::: Data for analysis :::

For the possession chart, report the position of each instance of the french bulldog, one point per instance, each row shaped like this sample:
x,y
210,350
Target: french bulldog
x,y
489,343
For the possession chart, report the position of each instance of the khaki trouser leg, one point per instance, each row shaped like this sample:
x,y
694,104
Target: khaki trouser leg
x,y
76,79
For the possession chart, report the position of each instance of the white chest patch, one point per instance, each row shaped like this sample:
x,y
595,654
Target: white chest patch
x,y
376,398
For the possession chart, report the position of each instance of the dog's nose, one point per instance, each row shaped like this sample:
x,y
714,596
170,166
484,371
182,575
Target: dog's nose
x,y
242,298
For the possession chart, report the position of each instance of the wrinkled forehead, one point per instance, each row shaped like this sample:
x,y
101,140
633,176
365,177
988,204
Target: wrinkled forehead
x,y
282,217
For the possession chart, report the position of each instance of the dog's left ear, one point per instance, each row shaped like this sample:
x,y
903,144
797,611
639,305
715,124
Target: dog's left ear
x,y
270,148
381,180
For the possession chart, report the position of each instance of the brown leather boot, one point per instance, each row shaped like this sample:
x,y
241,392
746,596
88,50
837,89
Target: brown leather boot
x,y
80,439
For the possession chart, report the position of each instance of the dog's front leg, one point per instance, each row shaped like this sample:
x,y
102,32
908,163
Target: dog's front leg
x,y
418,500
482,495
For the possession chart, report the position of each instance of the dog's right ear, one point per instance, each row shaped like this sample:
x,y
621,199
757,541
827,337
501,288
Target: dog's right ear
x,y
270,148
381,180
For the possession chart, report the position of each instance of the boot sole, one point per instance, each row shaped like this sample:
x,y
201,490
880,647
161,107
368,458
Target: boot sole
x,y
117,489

:::

▶ **What needs to be done**: Repeat every line of the records above exactly.

▶ **Answer space**:
For the possession chart, report the position of each instance of the french bulldog, one point per instance, each row shaped like this sample:
x,y
210,350
Target: french bulldog
x,y
489,343
For the possession chart, report the position of each instance of the khaki trouser leg, one point per instance, each row shaped like this sample:
x,y
694,104
Target: khaki trouser leg
x,y
76,79
For the possession chart, report the position of each instance of the white chest patch, one point per instance, each row shaped like this sample:
x,y
595,654
Target: white chest patch
x,y
376,398
For the possession chart, report the position of each instance of the dog's nose, one point per instance, each row shaped like this sample:
x,y
714,596
170,166
484,371
182,575
Target: dog's nose
x,y
242,298
For the possession chart, report the position of each instance of the wrinkled forehead, one point per instance, each row shaped like this sample:
x,y
101,140
633,176
365,177
988,204
Target: wrinkled forehead
x,y
282,217
For the possession chart, report the position of each instance of the dog's left ear, one point per instance, each row shaped like this sample:
x,y
903,144
797,611
639,305
715,124
Target: dog's left ear
x,y
270,148
381,180
For the possession chart, report the position of each instance of the brown leather boot, one point per instance, each row shaped like this sample:
x,y
241,392
746,596
88,50
837,89
Target: brown leather boot
x,y
80,439
For the possession chart, report the position of each instance of the dog's front leg, one point per instance, each row shaped like this sample:
x,y
102,32
908,163
Target: dog's front leg
x,y
418,500
482,495
For the possession chart, report the position of each instance of the dog's right ear, one point per instance, each row shaped like this sample:
x,y
621,199
757,541
827,337
501,288
Target: dog's right ear
x,y
270,148
381,180
For the possession chart, report the position of each instance of the boot sole, one point per instance, each row shaped like this sample:
x,y
201,490
880,647
161,107
368,458
Target: boot sole
x,y
117,489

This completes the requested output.